— BEGIN EXTRACTED DATA —

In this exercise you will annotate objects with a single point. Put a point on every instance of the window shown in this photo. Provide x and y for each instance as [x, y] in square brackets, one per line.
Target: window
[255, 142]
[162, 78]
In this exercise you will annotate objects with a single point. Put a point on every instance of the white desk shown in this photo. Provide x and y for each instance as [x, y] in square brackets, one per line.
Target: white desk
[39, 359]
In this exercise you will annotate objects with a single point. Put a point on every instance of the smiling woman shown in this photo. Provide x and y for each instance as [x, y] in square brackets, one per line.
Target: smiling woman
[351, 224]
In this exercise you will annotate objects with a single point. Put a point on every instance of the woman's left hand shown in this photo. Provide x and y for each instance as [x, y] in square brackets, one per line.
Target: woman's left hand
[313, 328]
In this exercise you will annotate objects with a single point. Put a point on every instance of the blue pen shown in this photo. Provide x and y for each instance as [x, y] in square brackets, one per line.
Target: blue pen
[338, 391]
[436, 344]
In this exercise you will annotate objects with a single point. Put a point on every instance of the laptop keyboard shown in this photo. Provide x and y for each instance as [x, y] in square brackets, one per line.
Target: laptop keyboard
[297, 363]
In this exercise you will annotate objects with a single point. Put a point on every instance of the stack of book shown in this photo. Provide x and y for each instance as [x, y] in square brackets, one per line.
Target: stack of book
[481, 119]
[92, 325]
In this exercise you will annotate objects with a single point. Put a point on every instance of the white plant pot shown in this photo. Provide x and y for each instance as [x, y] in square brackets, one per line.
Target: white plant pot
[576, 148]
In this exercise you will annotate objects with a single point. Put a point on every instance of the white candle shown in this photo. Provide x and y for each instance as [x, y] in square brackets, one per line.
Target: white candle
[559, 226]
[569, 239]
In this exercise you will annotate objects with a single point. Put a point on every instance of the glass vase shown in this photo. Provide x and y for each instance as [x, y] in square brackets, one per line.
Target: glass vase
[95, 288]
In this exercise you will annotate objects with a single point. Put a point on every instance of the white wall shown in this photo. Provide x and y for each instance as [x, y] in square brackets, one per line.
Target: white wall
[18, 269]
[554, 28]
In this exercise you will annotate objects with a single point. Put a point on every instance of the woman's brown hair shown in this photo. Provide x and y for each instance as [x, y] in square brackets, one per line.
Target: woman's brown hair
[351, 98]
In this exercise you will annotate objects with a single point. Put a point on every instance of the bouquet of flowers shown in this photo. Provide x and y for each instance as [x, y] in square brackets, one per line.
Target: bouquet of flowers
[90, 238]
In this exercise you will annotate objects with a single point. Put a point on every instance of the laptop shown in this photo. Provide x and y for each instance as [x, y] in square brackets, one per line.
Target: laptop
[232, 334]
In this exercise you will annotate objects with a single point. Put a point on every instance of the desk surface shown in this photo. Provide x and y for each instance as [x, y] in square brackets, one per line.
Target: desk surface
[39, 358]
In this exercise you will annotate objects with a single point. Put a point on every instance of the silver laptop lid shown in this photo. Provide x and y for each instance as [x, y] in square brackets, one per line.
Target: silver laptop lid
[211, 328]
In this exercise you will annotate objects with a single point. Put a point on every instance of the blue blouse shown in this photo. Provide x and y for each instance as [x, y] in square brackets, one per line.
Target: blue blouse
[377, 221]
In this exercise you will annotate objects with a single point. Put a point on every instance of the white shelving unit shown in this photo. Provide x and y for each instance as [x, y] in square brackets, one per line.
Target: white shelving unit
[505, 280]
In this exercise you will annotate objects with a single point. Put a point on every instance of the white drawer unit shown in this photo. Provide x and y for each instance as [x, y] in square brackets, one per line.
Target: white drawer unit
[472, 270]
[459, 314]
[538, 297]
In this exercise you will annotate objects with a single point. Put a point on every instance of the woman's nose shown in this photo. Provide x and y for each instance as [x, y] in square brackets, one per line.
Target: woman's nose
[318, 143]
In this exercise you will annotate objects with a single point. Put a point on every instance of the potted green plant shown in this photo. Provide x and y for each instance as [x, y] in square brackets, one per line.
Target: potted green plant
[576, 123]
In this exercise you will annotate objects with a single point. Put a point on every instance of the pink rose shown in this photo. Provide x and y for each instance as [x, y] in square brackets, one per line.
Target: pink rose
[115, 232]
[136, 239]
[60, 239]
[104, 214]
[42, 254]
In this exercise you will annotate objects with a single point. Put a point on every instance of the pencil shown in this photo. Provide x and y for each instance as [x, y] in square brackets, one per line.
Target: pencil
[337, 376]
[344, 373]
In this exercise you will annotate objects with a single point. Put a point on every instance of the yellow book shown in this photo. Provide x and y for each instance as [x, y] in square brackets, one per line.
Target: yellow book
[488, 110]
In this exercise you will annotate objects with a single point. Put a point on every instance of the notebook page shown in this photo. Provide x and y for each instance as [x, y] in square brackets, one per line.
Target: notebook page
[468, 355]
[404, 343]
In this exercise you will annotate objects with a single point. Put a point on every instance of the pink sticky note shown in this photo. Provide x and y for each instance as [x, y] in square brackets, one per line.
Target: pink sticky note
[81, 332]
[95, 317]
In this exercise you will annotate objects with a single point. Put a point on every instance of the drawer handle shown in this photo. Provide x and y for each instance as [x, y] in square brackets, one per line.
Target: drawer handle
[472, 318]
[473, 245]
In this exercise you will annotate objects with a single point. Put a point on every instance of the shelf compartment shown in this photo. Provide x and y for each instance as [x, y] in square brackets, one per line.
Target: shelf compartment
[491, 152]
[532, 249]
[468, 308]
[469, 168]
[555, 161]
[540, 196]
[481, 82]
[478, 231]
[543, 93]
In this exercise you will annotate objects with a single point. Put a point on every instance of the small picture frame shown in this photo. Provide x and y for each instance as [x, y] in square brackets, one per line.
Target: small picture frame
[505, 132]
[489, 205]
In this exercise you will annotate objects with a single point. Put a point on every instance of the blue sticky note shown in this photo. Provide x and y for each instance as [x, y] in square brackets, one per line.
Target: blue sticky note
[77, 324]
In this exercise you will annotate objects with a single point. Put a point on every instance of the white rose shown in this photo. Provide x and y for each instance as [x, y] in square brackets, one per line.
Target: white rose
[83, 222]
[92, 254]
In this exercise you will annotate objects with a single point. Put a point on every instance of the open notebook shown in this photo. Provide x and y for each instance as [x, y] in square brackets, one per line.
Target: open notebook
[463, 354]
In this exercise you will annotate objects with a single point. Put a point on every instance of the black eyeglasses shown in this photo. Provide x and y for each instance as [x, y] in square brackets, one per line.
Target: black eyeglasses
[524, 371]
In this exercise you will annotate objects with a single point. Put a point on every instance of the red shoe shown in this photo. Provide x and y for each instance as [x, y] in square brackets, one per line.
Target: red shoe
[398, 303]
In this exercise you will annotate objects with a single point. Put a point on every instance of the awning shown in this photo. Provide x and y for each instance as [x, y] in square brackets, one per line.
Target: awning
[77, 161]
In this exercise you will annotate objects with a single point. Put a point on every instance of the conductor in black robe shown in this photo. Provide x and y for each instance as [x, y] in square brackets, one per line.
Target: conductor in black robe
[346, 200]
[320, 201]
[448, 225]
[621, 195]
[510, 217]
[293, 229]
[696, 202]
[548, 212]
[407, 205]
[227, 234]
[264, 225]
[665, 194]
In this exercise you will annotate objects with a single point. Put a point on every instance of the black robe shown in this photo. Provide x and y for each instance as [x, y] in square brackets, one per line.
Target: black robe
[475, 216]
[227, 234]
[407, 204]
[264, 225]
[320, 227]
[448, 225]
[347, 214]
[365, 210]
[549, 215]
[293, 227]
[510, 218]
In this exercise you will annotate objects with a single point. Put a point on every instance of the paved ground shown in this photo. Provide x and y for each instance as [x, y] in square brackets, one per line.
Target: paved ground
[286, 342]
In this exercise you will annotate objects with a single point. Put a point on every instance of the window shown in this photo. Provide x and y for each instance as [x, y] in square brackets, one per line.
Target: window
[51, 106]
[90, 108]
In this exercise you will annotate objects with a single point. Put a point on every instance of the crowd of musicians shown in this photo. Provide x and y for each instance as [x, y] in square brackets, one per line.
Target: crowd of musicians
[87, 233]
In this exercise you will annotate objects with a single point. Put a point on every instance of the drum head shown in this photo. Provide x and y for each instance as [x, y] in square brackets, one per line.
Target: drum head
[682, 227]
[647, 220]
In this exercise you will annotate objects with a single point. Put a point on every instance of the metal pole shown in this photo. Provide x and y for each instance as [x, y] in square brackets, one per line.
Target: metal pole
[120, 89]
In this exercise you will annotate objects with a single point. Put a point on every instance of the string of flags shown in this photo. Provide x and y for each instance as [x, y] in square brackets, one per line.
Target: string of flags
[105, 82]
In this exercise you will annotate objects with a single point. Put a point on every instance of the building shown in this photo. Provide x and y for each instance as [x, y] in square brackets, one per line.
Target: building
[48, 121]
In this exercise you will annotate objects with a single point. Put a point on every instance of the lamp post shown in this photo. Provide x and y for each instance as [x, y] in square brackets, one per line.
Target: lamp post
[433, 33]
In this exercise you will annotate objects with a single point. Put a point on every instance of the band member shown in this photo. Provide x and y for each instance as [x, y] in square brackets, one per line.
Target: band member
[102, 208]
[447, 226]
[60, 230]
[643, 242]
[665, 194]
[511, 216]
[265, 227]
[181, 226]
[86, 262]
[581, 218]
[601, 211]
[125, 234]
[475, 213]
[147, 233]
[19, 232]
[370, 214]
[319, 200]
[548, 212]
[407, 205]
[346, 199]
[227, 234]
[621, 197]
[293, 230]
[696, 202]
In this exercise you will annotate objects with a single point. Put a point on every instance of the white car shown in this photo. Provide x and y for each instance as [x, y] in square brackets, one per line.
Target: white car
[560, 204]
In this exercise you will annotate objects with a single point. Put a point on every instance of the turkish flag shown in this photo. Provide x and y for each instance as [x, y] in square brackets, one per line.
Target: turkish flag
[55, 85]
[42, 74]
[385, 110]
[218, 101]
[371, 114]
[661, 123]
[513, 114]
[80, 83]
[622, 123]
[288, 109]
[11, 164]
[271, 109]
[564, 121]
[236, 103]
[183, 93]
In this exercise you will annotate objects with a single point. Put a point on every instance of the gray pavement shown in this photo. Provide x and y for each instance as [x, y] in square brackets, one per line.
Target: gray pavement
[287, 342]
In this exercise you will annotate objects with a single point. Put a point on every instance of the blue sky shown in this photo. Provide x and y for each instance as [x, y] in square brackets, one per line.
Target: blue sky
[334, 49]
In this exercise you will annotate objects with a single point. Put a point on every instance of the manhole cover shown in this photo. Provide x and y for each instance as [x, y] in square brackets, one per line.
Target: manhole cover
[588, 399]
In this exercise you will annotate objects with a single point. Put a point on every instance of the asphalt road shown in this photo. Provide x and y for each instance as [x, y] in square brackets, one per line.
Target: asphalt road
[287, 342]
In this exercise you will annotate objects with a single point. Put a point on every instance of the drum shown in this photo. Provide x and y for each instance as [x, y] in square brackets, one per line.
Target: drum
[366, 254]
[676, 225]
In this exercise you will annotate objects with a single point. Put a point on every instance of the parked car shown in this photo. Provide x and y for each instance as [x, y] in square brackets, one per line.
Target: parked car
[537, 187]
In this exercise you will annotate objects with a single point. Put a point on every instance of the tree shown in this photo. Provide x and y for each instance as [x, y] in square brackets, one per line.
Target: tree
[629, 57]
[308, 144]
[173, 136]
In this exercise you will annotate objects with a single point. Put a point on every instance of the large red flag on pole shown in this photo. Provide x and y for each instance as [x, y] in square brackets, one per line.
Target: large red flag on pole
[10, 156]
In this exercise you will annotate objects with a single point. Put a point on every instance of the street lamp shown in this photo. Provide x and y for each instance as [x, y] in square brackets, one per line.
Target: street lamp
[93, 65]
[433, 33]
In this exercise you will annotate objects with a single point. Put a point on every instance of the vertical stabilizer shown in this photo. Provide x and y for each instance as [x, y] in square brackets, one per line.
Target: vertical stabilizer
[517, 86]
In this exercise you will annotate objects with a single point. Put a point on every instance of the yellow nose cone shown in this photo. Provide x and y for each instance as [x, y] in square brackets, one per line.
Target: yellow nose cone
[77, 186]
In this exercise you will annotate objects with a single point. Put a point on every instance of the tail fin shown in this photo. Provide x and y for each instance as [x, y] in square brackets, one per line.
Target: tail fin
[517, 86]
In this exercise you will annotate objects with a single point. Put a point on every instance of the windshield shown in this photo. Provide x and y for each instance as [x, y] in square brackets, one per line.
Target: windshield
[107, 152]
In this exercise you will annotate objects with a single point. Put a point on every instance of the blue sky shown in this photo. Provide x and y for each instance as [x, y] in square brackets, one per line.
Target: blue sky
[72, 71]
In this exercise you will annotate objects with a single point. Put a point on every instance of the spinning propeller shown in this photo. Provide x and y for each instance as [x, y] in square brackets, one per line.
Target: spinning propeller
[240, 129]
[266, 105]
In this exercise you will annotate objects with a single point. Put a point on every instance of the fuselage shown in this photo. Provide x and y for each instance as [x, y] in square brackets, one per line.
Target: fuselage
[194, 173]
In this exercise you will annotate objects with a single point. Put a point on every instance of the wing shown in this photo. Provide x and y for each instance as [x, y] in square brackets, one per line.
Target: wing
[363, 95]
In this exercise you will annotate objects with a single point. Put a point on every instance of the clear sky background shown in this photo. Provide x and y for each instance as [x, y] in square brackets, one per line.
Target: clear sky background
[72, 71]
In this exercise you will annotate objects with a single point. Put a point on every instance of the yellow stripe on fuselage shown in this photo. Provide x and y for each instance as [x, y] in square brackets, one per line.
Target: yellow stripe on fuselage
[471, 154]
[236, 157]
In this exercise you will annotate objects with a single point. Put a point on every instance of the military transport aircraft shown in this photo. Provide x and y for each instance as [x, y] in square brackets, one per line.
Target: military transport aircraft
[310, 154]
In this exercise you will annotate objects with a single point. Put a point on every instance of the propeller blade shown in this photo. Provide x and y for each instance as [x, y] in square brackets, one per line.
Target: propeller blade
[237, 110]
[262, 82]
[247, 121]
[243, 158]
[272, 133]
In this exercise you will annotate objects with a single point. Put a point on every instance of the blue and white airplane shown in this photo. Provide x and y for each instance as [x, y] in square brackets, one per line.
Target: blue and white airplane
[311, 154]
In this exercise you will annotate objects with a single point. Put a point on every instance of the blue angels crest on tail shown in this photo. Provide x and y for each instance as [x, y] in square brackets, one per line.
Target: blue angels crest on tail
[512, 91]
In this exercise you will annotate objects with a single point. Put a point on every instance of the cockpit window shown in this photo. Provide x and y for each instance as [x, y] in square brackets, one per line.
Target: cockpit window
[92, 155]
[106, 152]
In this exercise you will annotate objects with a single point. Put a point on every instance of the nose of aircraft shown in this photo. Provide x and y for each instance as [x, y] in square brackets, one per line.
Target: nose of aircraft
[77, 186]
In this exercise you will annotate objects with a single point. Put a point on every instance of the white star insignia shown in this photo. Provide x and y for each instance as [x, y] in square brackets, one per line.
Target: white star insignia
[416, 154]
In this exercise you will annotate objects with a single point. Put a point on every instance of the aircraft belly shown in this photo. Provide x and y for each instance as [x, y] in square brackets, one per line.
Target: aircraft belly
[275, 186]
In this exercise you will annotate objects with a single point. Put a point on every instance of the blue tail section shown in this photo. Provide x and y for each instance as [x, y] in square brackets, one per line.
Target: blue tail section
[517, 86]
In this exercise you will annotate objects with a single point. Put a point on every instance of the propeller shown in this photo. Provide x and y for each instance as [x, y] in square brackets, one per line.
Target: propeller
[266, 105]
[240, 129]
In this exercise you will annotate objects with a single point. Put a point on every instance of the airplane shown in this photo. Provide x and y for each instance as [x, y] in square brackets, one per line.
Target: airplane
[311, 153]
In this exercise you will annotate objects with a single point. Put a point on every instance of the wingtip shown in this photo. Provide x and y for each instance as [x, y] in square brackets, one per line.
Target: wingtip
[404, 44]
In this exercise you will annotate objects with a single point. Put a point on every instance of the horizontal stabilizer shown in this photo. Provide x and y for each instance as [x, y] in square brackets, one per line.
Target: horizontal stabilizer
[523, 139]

— END EXTRACTED DATA —

SET EXERCISE:
Copy, character for character, the lines from the line that holds "of the airplane" through the final line of the records above.

PROBLEM SOLUTION:
In this exercise you will annotate objects with a single point. Put a point on every instance of the airplane shown in this photo. Provide x and y for each instance as [x, y] in square brackets, one per line.
Target: airplane
[311, 153]
In this exercise you will annotate objects with a single point. Put a point on every instance of the wingtip shown in this photo. Provide x and y for each instance as [x, y] in square brackets, one per line.
Target: wingtip
[404, 44]
In this exercise you will annotate objects with a single point. Put a point on every instance of the horizontal stabilizer shown in this photo. Provide x and y for each instance as [x, y] in square brackets, one per line.
Target: horizontal stabilizer
[523, 139]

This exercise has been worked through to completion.